Work instruction
Extend the interview excerpt on health care and American job growth by writing what comes after its final line.

Text excerpt
I would encourage consumers to read The Healing of America to gain an objective understanding on the various health care options that are working in other countries. I also think we need to stop protecting the "sacred cows" of health care -- like the health insurance companies -- that are controlling life-and-death decisions such as who can be treated and which treatment patients can receive, how much money doctors and hospitals get paid for a procedure, and which pill you can take to get well. It's not the federal government consumers should be afraid of when it comes to health care. It's the health insurance companies we should fear because they are the ones who are making life-and-death decisions for patients. It just doesn't make any sense. There are better options for American consumers.

CNV. Where will the new jobs come from?

Hinton. I mentioned earlier that America needs to rethink how we do business. But, we also need to reinvent our business growth model if we expect to remain the number one global economic power. I can assure you that China, India and other countries are not sitting idle.

I think the long-term answer for job growth in the United States will be found in three key areas: Green, Information Technology, and Knowledge Management. Certainly, bio-sciences, health care, education, defense, entertainment, agriculture and smaller specialty industries such as space exploration and scientific research will support America's economic growth over the next 25 years, but we need to recognize as a nation that we have entered a new economic era and begin to train a new generation to fill the jobs that will be created in these growth industries.

We also need to retrain the millions of Americans who have lost their jobs, and give them new skills and a renewed sense of economic hope. The unemployed are good, decent people who are trapped in an economic downturn not of their making or choosing. So, we owe it to them to provide the necessary training and education to put them back to work.

CNV. Are you optimistic for consumers in 2010?

Data under study
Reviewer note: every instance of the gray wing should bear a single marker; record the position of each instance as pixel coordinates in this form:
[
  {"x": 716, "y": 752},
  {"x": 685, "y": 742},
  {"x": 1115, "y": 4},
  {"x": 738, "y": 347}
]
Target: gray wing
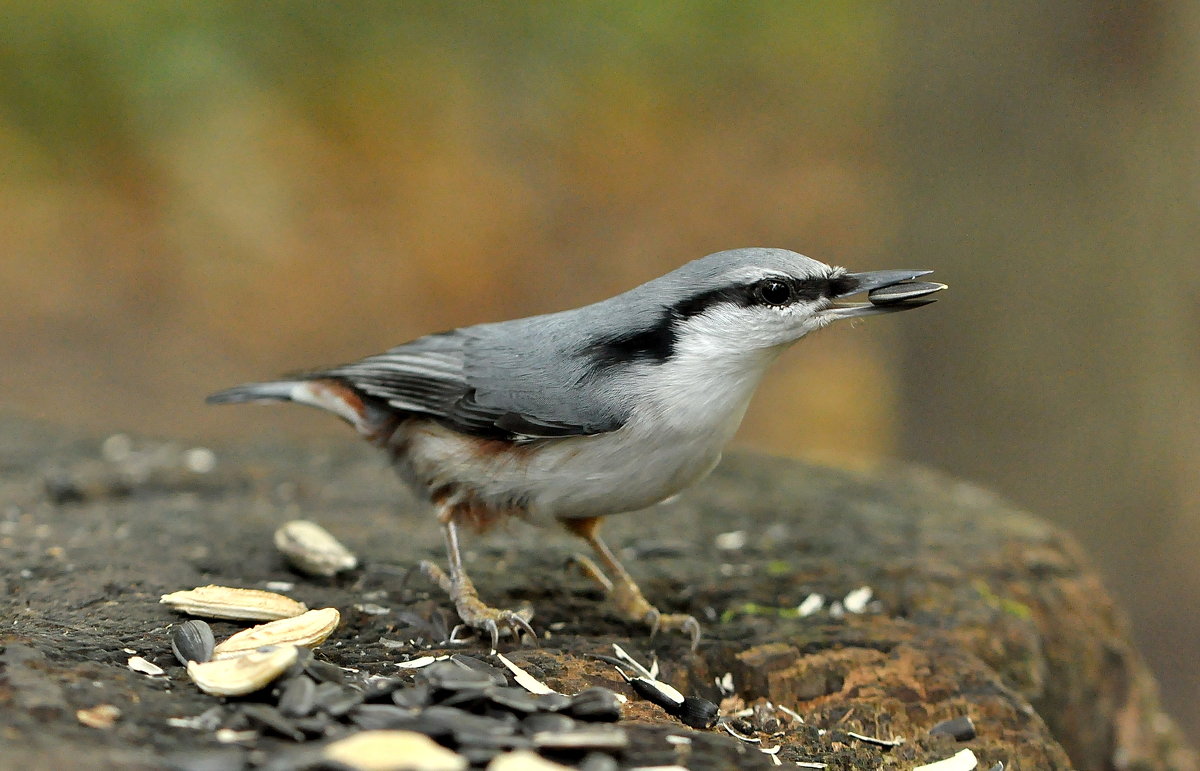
[{"x": 477, "y": 381}]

Result
Hinton. I think the short answer is yes, I am cautiously optimistic for 2010. But, my optimism for 2010 depend on a few key issues. First, I think consumers need to see measurable progress in Washington on the major issues we've discussed in this interview. Secondly, I think President Obama is on the right track and he needs to press ahead and get Congress to adopt his proposals and quickly implement his plan. This probably means that some regressive members of Congress will be left behind, but that's politics. The sooner Congress and the president act, the sooner we will see a meaningful recovery. If Congress lacks the political courage and will to act, all bets are off. 2010 could be another dismal year. If that happens, I'm concerned that China will pull ahead of the United States and become the dominant economic force for the next 20 years because they have the resources and economic capacity to beat us. So, the political and economic stakes are very high.

In terms of consumer confidence, it's beginning to inch upwards because -- despite the naysayers and political commentators -- most consumers think Mr. Obama is on the right track and he is addressing the tough issues that need to be resolved in order to create long-term economic growth.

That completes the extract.